▸ 提示文:
........

H.266/VVCとは何か?次世代高圧縮率の動画コーデックVVCについての全般

独Fraunhofer Heinrich Hertz通信技術研究所は2020年7月6日(現地時間)、Windows/macOS/Android/iOSといった各種OSでデフォルトでサポートする新しいグローバル動画圧縮規格「H.266/Versatile Video Coding(VVC)」の最終標準規格を発表した。
本文では、H.266/VVCという未来の動画圧縮規格についてご説明いたします。本記事を読んだら、H.266/VVCとは何か、H.266/VVCの特徴、歴史、利用用途、最大の課題、一般人の反応などがわかります。

H.266/VVCとは何か

H.266/VVCとはH.265/HEVCの後継となる動画圧縮標準規格で、Fraunhofer HHIがApple、Ericsson、Intel、Huawei、Microsoft、Qualcomm、Sonyなどの業界パートナーと共同で開発しました。HEVCなどの従来の符号化方式の仕組みを踏襲しています。例えば、以前のH.26xとMPEG動画圧縮規格のようにVVCのデータ圧縮アルゴリズムは離散コサイン変換(DCT)による符号化に基づいていて、以前の動画圧縮規格で使われたタイプII DCT (DCT-II)に加えて、VVCはタイプVIII DCT (DCT-VIII)も使用します。それぞれの違いは、符号化ブロックの構造、イントラ(画面内)予測、インター(動き補償)予測、直交変換、量子化、ループフィルター、エントロピー符号化/復号に分類される要素技術の改善の度合いの違いです。構成要素の改善により、動画の視覚的な品質を損なう事なく、ビットレートを約50%削減します。H.265/HEVCと同じ条件の動画ファイルを作成すると、H.266/VVCファイルサイズは約半分に抑えることが可能です。

........

データ項目:
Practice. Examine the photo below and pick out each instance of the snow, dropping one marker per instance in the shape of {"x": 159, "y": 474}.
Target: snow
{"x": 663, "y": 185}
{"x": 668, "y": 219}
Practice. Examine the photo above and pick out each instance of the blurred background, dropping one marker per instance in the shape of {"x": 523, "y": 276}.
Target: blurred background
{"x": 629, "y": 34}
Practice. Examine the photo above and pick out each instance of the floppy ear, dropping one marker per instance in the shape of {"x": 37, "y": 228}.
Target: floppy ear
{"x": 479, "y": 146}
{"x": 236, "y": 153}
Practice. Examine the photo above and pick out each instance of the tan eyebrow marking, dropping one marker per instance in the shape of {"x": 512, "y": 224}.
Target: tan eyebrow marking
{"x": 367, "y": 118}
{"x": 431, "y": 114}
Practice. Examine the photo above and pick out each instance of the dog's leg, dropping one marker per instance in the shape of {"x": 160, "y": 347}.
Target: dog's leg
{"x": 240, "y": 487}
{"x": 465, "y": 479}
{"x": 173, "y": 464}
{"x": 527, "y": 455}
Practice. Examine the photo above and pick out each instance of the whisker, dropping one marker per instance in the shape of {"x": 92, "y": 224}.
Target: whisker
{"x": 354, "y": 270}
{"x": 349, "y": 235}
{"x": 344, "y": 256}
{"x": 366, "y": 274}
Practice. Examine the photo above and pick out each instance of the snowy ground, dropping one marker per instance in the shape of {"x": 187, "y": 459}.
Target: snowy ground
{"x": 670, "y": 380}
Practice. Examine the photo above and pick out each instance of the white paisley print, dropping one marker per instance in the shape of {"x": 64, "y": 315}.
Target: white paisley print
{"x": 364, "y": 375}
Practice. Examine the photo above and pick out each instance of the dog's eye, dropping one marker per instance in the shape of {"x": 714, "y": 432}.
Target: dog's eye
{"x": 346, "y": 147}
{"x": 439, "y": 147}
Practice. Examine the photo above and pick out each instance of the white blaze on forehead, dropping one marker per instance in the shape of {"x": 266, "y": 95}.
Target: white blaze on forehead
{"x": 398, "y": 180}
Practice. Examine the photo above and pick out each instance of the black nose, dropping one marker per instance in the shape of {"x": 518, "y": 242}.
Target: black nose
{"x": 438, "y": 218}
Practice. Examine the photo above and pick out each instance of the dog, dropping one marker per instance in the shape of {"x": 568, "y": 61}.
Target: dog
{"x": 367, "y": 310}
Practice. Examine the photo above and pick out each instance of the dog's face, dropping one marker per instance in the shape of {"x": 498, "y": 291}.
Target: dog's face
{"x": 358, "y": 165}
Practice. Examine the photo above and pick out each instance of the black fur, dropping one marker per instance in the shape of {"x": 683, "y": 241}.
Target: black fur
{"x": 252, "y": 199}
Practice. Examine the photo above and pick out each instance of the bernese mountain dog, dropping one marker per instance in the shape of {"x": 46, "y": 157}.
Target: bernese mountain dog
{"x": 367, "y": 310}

........

▸ 指示:
1 > H.266/VVCに関する文章によると、H.266/VVCはどの規格の後継ですか？
2 > H.266/VVCに関する文章の続きを書いてください。
これらのレコードは、H.266/VVCに関する文章とは無関係です。

▸ 解答:
1 > H.265/HEVCの後継となる動画圧縮標準規格です。

2 >
エンコード技術名称

データ量( MPEG-2を1として比較)※参考値

処理負荷( MPEG-2を1として比較)※参考値

国際標準化された年

主な利用用途

MPEG-2

1

1

1995年

地デジ、BSデジタル放送、DVD

H.264/MPEG-4 AVC

0.5

2

2003年

ニコニコ動画、YouTube、スカパープレミアム

H.265/HEVC

0.25

20

2013年

スカパー!4KひかりTV、4KNetflix

H.266/VVC

0.125

200

2020年

次世代地デジ放送、動画配信サービス、4K / 8K / HDR / VRビデオ

H.266/VVCの特徴

高効率

柔軟なブロック分割、多様な予測技術や変換技術など、HEVCの要素技術を拡張することで、前身の規格であるH.265/高効率ビデオコーディング(HEVC)と比較して、同等の映像品質でビットレートを約50%削減し、ファイルサイズがH.265/HEVCの半分ぐらいとなります。例えば、H.265/HEVCを使用した90分の4K(3840×2160)ビデオを作成するには、約10GBのデータ容量が必要だが、H.266/VVCでは、同じ画質に必要なデータ容量は5GBと約半分に抑えることが可能です。より高速な映像伝送が可能になります。

ビデオコーデック技術の発展歴史
ビデオコーデック技術の発展歴史

処理負荷

一方で、多様な予測技術や変換技術など、HEVCの要素技術を拡張することで、動画圧縮率向上のために新たな機能を追加すればするほど、VVCエンコードとデコード処理時間は長くなってしまいます。JVETの公式資料では、評価実験においてエンコード処理量はH.265/HEVCの約10.4倍、デコード処理量はH.265/HEVCの約1.9倍です。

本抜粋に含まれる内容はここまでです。